Only one stretch of the data below is needed. Output the lines from the one with "Query: blonde hair" up to and including the one with "this sample: (994,159).", exactly as they stand.
────────────────────────────────────────
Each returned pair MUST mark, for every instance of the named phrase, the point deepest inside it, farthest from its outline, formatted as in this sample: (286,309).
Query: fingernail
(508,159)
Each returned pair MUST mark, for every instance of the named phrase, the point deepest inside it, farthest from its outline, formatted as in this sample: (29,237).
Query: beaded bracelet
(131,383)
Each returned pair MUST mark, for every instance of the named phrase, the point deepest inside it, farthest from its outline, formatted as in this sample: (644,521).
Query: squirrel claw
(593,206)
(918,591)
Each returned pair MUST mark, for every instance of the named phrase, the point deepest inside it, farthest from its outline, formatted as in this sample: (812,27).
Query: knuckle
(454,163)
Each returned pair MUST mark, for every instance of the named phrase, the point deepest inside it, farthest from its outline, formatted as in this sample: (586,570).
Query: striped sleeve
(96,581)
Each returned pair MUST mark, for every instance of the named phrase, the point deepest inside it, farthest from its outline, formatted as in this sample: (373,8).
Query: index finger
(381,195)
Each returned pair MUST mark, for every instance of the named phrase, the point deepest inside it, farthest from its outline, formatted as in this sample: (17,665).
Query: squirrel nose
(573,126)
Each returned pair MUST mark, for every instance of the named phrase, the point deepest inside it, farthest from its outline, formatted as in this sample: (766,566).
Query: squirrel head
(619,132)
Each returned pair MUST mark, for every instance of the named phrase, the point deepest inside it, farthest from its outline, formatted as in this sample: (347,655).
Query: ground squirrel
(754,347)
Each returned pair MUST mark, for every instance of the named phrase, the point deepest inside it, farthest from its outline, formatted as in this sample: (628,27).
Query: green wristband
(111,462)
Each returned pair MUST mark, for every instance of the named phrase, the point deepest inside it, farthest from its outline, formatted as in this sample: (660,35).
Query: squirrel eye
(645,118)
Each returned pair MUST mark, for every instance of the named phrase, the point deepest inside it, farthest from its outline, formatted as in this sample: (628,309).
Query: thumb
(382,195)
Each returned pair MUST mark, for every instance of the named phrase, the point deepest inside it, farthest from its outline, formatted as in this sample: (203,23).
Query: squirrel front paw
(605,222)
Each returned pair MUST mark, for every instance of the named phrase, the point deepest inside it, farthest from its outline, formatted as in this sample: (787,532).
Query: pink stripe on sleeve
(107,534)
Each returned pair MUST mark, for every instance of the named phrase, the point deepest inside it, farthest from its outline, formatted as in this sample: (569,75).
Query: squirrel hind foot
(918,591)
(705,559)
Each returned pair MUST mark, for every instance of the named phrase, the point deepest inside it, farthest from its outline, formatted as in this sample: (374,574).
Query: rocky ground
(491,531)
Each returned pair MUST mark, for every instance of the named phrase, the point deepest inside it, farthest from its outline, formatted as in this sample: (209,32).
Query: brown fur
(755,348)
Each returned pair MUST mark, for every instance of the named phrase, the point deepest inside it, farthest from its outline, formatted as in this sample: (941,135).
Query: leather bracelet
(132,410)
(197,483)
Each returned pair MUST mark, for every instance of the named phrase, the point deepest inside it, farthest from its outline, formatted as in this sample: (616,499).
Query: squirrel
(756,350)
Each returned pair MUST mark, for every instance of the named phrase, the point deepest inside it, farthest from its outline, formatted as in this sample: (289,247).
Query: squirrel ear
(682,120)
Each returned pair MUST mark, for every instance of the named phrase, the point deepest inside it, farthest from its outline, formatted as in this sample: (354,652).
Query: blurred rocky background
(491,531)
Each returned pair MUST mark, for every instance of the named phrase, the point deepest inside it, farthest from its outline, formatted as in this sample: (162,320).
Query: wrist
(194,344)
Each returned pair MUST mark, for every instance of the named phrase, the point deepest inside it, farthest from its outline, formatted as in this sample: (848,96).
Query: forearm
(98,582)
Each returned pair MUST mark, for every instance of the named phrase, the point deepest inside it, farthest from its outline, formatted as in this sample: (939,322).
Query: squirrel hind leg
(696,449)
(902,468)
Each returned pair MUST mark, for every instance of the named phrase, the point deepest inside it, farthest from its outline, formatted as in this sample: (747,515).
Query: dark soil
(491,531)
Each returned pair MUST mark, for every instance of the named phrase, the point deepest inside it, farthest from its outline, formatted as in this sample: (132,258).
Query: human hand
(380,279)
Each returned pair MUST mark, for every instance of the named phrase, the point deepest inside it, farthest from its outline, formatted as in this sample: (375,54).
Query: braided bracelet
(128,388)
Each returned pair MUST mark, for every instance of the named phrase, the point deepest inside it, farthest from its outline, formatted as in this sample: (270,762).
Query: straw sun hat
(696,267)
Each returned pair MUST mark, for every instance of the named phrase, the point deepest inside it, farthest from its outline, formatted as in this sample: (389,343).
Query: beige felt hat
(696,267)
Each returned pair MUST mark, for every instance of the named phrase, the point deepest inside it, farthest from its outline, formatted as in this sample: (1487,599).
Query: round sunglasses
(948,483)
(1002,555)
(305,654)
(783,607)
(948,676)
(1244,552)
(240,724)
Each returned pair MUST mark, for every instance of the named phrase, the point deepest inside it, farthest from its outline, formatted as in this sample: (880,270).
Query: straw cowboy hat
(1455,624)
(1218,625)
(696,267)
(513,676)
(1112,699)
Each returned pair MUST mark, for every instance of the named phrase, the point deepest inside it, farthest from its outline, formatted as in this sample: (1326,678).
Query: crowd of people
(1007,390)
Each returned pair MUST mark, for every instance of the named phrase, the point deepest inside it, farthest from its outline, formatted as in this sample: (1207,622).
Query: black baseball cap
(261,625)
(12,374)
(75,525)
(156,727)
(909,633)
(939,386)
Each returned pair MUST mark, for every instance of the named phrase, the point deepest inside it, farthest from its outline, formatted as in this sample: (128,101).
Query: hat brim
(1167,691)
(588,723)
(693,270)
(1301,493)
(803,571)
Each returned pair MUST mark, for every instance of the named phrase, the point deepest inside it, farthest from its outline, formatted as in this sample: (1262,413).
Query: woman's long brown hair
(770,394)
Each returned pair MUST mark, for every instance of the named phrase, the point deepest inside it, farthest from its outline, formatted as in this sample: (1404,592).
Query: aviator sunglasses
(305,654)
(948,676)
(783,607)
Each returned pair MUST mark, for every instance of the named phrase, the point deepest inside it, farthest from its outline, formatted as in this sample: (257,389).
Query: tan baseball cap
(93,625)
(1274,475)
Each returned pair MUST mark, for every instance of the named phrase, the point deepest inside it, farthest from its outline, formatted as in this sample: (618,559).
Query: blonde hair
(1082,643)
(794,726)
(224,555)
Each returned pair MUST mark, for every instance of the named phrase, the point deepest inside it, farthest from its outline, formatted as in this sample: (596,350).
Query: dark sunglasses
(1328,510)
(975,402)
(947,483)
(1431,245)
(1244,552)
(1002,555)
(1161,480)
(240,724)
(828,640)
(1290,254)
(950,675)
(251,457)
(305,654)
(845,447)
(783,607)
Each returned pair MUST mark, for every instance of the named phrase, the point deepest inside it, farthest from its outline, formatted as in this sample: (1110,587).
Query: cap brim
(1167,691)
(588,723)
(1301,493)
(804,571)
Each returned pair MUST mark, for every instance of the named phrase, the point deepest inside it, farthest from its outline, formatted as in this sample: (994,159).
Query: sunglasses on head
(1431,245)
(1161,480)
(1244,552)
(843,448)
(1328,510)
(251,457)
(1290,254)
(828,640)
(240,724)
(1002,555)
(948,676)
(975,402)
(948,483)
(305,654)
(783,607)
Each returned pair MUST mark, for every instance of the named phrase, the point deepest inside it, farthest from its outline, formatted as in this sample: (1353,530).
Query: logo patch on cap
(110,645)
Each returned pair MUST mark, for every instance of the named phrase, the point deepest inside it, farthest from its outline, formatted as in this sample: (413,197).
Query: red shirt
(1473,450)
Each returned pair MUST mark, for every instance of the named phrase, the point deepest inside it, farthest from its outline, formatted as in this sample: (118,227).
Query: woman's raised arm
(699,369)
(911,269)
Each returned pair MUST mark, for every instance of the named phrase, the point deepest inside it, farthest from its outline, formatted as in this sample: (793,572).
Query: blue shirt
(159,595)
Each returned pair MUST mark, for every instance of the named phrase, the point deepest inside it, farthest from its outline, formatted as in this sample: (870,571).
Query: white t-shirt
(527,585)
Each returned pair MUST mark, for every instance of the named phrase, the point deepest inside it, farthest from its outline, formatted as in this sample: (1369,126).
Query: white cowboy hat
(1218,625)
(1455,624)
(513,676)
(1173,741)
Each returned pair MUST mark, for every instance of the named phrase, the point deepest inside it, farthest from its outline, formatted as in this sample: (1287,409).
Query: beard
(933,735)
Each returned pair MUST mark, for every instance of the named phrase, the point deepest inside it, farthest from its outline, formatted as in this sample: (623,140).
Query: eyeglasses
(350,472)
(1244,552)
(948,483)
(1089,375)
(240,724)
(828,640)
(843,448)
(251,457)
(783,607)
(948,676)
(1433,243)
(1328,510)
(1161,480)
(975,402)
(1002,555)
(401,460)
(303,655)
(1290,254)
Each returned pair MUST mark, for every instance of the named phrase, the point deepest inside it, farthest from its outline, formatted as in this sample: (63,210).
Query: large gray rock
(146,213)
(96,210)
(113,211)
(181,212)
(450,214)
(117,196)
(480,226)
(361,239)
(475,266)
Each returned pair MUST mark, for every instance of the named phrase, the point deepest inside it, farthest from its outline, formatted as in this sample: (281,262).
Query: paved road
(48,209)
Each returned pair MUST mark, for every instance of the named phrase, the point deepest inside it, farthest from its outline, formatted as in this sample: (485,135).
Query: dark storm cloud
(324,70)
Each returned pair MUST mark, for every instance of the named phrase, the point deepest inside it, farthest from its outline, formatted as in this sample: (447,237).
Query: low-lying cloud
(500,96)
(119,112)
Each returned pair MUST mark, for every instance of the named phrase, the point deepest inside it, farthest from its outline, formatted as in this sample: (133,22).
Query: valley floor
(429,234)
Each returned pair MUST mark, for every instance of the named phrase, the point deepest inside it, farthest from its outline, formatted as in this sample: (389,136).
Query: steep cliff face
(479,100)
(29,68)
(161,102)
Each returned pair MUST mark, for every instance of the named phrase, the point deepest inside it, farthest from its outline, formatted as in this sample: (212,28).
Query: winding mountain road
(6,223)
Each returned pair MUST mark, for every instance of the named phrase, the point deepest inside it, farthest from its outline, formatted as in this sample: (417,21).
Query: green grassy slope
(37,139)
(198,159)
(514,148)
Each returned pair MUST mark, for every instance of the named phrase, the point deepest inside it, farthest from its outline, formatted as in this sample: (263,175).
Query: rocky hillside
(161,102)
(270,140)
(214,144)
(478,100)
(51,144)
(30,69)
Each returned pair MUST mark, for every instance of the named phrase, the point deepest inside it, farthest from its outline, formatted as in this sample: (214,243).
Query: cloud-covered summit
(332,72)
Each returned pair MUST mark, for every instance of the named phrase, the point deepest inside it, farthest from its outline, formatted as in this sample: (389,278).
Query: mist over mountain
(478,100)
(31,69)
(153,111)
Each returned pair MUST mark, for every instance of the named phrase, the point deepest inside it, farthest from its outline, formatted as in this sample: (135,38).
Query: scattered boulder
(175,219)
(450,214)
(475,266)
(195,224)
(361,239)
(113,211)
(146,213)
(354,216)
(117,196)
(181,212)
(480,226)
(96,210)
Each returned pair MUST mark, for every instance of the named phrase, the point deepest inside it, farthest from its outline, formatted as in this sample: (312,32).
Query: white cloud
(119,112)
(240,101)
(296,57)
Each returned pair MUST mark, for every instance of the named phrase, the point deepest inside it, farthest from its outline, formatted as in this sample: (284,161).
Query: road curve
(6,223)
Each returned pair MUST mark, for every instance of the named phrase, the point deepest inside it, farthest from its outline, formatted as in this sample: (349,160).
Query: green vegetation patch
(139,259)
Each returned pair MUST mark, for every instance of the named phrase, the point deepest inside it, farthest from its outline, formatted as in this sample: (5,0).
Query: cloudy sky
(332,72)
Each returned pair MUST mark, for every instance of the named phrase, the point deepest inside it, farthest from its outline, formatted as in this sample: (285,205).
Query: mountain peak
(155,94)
────────────────────────────────────────
- [SOLUTION FOR THIS TASK]
Query: blonde hair
(1082,643)
(794,726)
(224,555)
Each returned pair MUST mark, for every instance of the named phrase, the point deepest inside it, farthest from its outline, formatted as in this sample: (596,350).
Query: dark sunglasses
(1328,510)
(975,402)
(947,483)
(1431,245)
(1244,552)
(1002,555)
(1161,480)
(240,724)
(828,640)
(1290,254)
(950,675)
(251,457)
(305,654)
(845,447)
(783,607)
Each returned pair MUST mark, for every instance of the named phrase, the point deepest inside it, farthest from its outline, formatted as in this sample: (1110,587).
Query: cap brim
(1167,691)
(588,723)
(1301,493)
(804,571)
Each returned pair MUST mark, for every instance of the named phrase, the point deepest inside it, farthest from its outline, formatted as in this sample: (994,159).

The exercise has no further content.